* _Exercise input_
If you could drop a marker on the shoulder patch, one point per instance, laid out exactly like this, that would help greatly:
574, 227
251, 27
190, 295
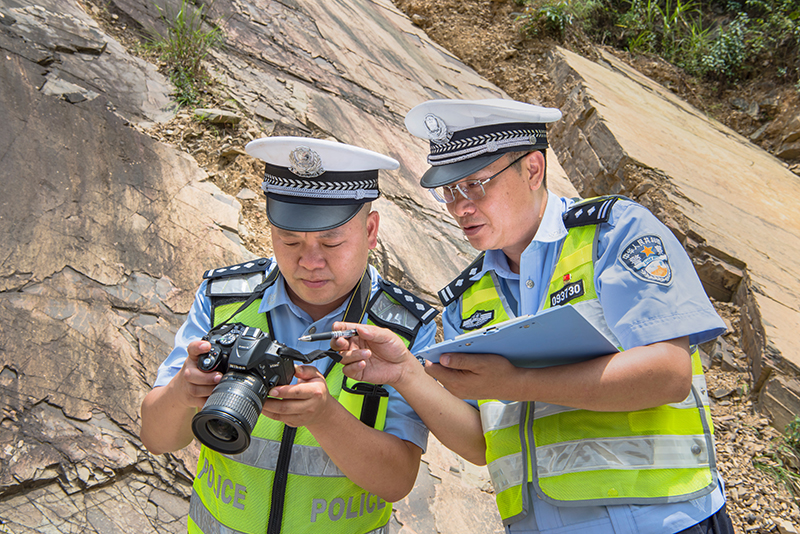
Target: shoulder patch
406, 303
647, 259
456, 288
592, 211
252, 266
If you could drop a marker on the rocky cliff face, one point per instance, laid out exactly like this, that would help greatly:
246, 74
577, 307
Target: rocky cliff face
106, 228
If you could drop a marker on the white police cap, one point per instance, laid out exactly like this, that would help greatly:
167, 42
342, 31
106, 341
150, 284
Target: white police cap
313, 185
467, 135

* _Goal_
Give the data again exactly as written, with all pictures left out.

* _Written answer_
If you could drop a marker on the shoulder patch, one point per instance, laid out exactly like this, that would help greatly:
574, 227
251, 27
190, 295
Target: shoulder patch
406, 303
647, 259
456, 288
592, 211
252, 266
If you could drop a marker on the rocky cliff face, one point per instance, laid out exactly like this, that would help greatly:
246, 74
577, 307
Target: rocky cliff face
106, 228
If you could drop a marker on the white police cap, one point per instance, laid out exactly like this, that would help greatly:
167, 42
342, 31
106, 341
150, 284
Target: white police cap
313, 185
467, 135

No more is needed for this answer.